EXERCISE => Continue the report on the EPA's reporting-violation settlement involving BP's Texas City refinery, starting after its last sentence.

GIVEN TEXT =>
:::

The company will pay a $420,662 civil penalty and spend $365,000 on supplemental environmental projects in Texas City, the U.S. Environmental Protection Agency said today.

The law requires that certain facilities that manufacture, process or use certain toxic chemicals report releases annually by July 1, for the preceding calendar year.

This settlement addresses the company's noncompliance with EPCRA reporting requirements by failing to complete and submit toxic chemical release inventory information to the EPA and the state of Texas for the period 2002-2005, and failure to maintain reporting records for calendar year 2004.

View of the ultracracker unit at BP's Texas City refinery. (Photo courtesy U.S. Chemical Safety and Hazard Investigation Board)
The toxic chemicals subject to reporting requirements included anthracene, cobalt compounds, dioxin and dioxin-like compounds, formaldehyde, lead compounds, methanol, nickel compounds, phenanthrene, and vanadium.

The $365,000 in supplemental environmental projects are intended to improve Texas City's ability to respond to emergency releases that threaten human health or the environment.

They include an ambulance, upgrade of the city's computer system, communications equipment and an Optigon system to assist with traffic control during emergencies.

Also included in the projects are funds to improve the city's Emergency Operations Center and upgrade the city's mobile command post.

Third largest in the nation, the Texas City refinery is BP's largest and most complex refinery with a rated capacity of 460,000 barrels per day and an ability to produce 11 million gallons of gasoline a day.

:::

RECORD EXTRACTS =>
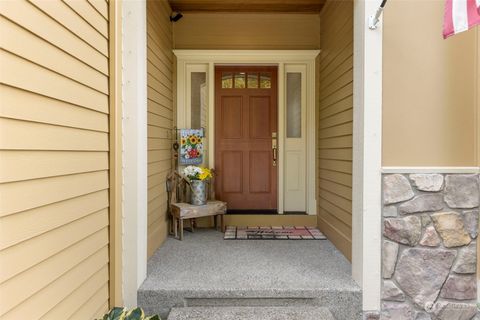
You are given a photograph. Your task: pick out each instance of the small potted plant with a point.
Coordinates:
(125, 314)
(197, 178)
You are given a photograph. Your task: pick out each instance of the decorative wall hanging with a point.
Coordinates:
(191, 146)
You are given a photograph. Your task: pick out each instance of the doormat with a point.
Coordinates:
(273, 233)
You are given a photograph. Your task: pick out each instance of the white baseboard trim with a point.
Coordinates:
(430, 169)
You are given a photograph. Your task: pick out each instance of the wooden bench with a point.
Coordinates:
(183, 211)
(179, 210)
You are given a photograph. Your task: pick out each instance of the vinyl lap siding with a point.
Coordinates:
(54, 135)
(335, 125)
(160, 117)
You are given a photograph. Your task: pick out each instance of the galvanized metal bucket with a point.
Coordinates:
(199, 192)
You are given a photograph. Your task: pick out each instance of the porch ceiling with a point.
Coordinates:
(306, 6)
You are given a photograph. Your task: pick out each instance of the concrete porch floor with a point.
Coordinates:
(205, 270)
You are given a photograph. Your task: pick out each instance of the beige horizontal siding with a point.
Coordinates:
(335, 124)
(159, 118)
(54, 161)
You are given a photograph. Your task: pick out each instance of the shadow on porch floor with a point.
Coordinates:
(205, 270)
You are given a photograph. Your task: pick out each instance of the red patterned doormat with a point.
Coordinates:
(273, 233)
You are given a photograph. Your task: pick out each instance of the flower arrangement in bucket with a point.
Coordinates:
(198, 177)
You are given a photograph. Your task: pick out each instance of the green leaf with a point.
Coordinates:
(135, 314)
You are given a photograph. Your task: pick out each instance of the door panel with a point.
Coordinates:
(245, 119)
(231, 111)
(259, 110)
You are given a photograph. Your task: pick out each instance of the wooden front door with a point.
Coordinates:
(245, 136)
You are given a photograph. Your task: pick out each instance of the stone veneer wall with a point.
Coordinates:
(430, 225)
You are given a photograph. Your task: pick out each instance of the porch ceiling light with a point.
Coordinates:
(375, 18)
(175, 16)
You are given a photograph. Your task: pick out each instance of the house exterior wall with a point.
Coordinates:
(160, 118)
(247, 31)
(335, 125)
(430, 89)
(54, 159)
(431, 194)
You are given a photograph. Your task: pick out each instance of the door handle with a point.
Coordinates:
(274, 149)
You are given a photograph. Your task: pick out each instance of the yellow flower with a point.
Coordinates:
(205, 174)
(193, 139)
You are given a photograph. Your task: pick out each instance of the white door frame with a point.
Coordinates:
(134, 151)
(280, 58)
(367, 155)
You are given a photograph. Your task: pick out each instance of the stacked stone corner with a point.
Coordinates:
(429, 253)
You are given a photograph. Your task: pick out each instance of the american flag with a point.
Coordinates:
(460, 15)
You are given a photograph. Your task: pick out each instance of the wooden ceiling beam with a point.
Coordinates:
(305, 6)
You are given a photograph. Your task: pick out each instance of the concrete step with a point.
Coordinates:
(250, 313)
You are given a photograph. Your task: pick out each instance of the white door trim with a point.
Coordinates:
(279, 58)
(367, 155)
(134, 129)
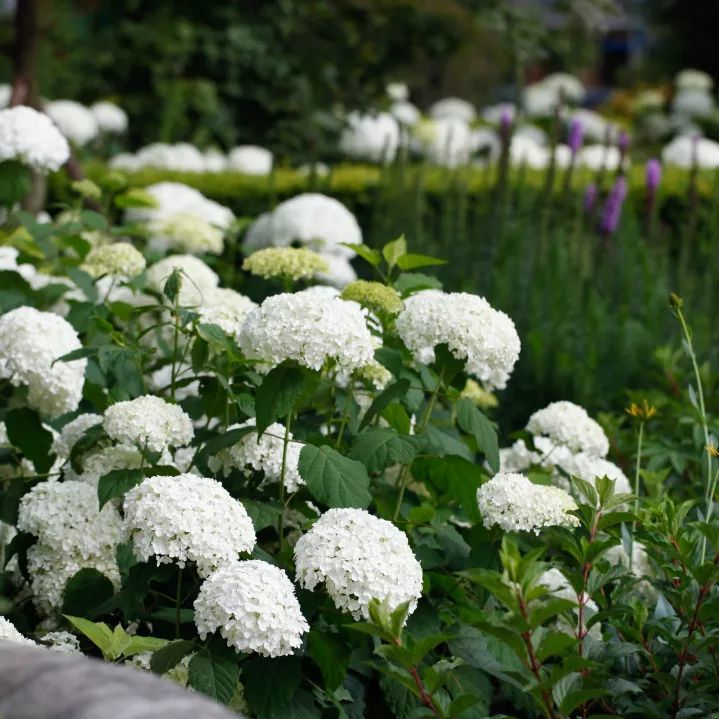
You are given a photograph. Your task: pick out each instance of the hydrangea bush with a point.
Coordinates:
(297, 503)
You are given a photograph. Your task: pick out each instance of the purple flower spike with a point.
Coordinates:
(623, 142)
(590, 197)
(613, 207)
(654, 174)
(576, 134)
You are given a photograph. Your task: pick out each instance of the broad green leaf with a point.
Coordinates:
(396, 390)
(97, 632)
(392, 251)
(215, 670)
(138, 645)
(115, 483)
(413, 262)
(331, 655)
(472, 421)
(332, 479)
(378, 447)
(170, 655)
(277, 395)
(85, 591)
(25, 431)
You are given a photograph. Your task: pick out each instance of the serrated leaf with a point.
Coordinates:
(115, 483)
(214, 671)
(85, 591)
(170, 655)
(26, 433)
(413, 262)
(396, 390)
(392, 251)
(332, 479)
(276, 396)
(472, 421)
(380, 447)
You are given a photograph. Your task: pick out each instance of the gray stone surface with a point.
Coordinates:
(40, 684)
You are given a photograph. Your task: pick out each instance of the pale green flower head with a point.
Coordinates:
(291, 263)
(119, 259)
(374, 296)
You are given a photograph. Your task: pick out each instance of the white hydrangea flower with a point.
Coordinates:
(65, 516)
(186, 232)
(61, 642)
(197, 277)
(358, 557)
(8, 633)
(567, 424)
(264, 455)
(453, 108)
(370, 137)
(174, 197)
(309, 329)
(446, 141)
(513, 503)
(187, 518)
(97, 463)
(64, 442)
(74, 120)
(30, 341)
(51, 569)
(226, 309)
(316, 221)
(405, 113)
(486, 338)
(30, 137)
(250, 160)
(558, 586)
(254, 607)
(109, 117)
(148, 422)
(120, 260)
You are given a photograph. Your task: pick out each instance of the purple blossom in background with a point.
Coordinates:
(590, 197)
(654, 175)
(613, 207)
(576, 134)
(623, 142)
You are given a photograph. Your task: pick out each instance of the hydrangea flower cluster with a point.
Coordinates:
(310, 329)
(186, 232)
(31, 138)
(254, 607)
(226, 309)
(375, 296)
(8, 633)
(148, 422)
(72, 534)
(513, 503)
(358, 557)
(120, 260)
(261, 455)
(486, 338)
(187, 518)
(30, 342)
(568, 425)
(293, 263)
(197, 278)
(75, 121)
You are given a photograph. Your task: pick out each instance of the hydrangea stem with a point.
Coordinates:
(283, 470)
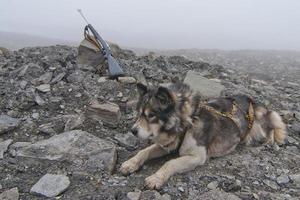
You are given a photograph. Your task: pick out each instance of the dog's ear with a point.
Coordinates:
(165, 97)
(142, 89)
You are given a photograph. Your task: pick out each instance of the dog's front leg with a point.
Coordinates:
(179, 165)
(133, 164)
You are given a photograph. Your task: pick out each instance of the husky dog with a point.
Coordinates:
(176, 119)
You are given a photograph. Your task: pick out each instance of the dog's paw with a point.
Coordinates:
(129, 167)
(154, 181)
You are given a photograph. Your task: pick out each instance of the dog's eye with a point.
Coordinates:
(151, 115)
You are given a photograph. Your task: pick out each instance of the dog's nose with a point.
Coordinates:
(134, 131)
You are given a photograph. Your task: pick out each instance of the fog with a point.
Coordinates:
(163, 24)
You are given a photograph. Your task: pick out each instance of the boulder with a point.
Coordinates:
(206, 87)
(84, 150)
(8, 123)
(216, 195)
(12, 194)
(3, 147)
(108, 112)
(51, 185)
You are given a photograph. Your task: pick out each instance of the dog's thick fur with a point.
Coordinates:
(176, 119)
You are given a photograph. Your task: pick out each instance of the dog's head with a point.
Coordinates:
(156, 110)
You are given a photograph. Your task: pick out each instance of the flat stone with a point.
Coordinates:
(11, 194)
(271, 184)
(153, 195)
(39, 100)
(127, 79)
(107, 112)
(206, 87)
(47, 129)
(84, 150)
(295, 178)
(51, 185)
(282, 179)
(134, 195)
(44, 88)
(4, 146)
(74, 122)
(212, 185)
(127, 140)
(45, 78)
(23, 84)
(58, 78)
(216, 195)
(8, 123)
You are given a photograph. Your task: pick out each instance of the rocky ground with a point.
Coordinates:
(64, 130)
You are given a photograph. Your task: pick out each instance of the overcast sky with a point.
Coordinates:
(222, 24)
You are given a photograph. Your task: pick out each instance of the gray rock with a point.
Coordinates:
(23, 84)
(282, 179)
(296, 179)
(206, 87)
(127, 79)
(127, 140)
(44, 88)
(76, 77)
(11, 194)
(58, 78)
(107, 112)
(153, 195)
(3, 147)
(212, 185)
(271, 184)
(8, 123)
(31, 69)
(47, 129)
(134, 195)
(51, 185)
(74, 122)
(45, 78)
(39, 100)
(216, 195)
(81, 148)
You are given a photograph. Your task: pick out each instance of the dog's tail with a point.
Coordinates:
(278, 127)
(268, 127)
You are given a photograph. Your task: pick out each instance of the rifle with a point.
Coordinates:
(113, 67)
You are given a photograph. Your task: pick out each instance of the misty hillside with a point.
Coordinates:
(266, 64)
(20, 40)
(64, 131)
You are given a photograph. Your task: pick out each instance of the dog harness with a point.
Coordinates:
(249, 115)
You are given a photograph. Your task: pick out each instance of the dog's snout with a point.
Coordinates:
(134, 131)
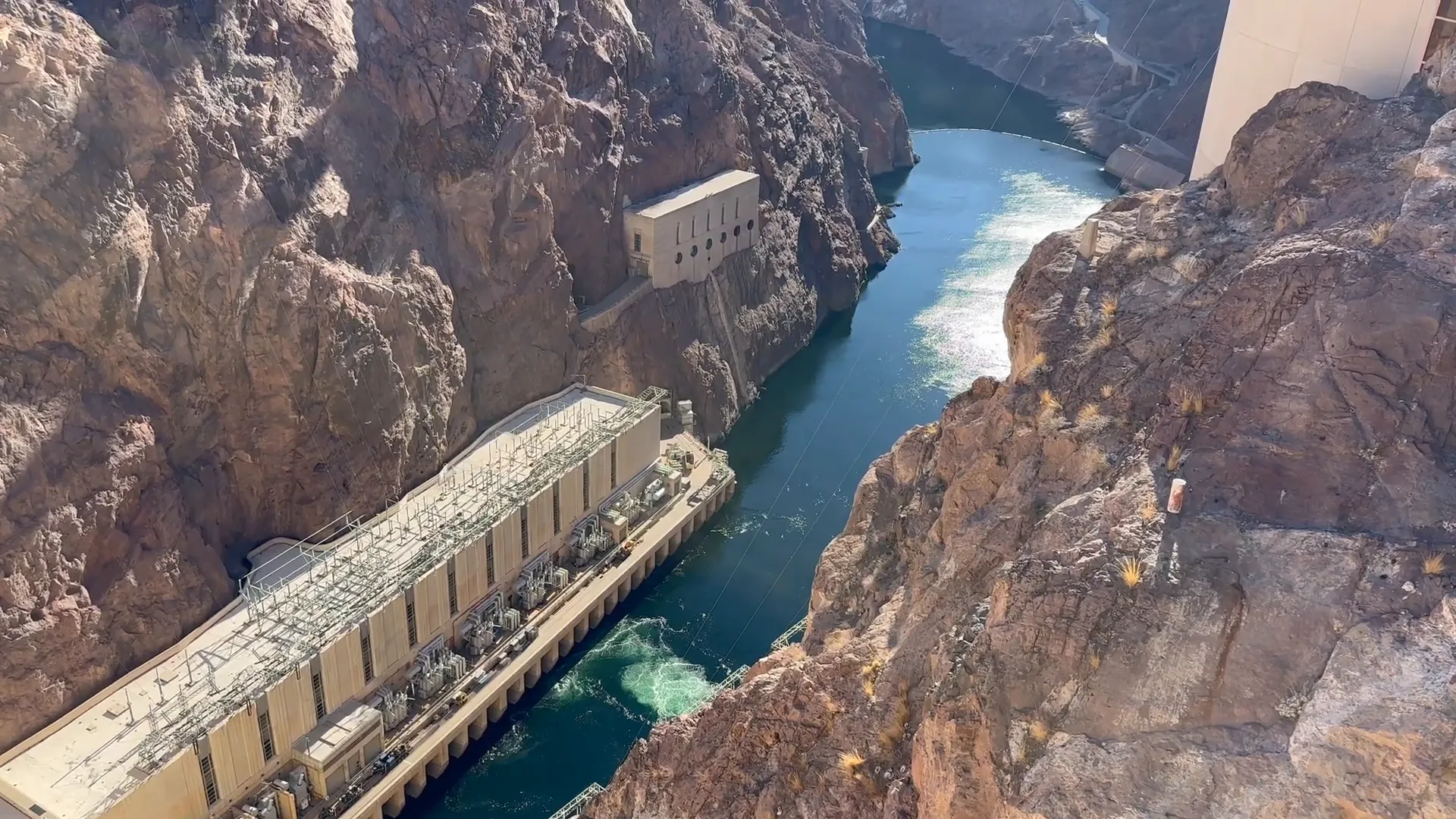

:::

WRITTEN REPLY =>
Located just south of Houston, the plant includes 29 oil refining units and four chemical units spread over a 1,200 acre site. The Texas City refinery makes about 2.5 percent of all the gasoline sold in the United States.

Violations at the Texas City refinery have been very costly for the company this year.

On February 19, the federal government announced a settlement with BP Products North America Inc. under which the company must spend more than $161 million on pollution controls, better maintenance and monitoring, and improved internal management practices to resolve Clean Air Act violations at the refinery.

The company will also pay a $12 million civil penalty and spend $6 million on a supplemental project to reduce air pollution in Texas City.

That settlement addresses the company's noncompliance with a 2001 consent decree and Clean Air Act regulations requiring strict controls on benzene and benzene-containing wastes generated during petroleum refining operations.

A major explosion occurred in an isomerization unit at the site on March 23, 2005, killing 15 workers and injuring more than 170 others. The company says that following the tragedy it "put the Texas City site on a sustainable course to deliver safe, consistent and dependable results."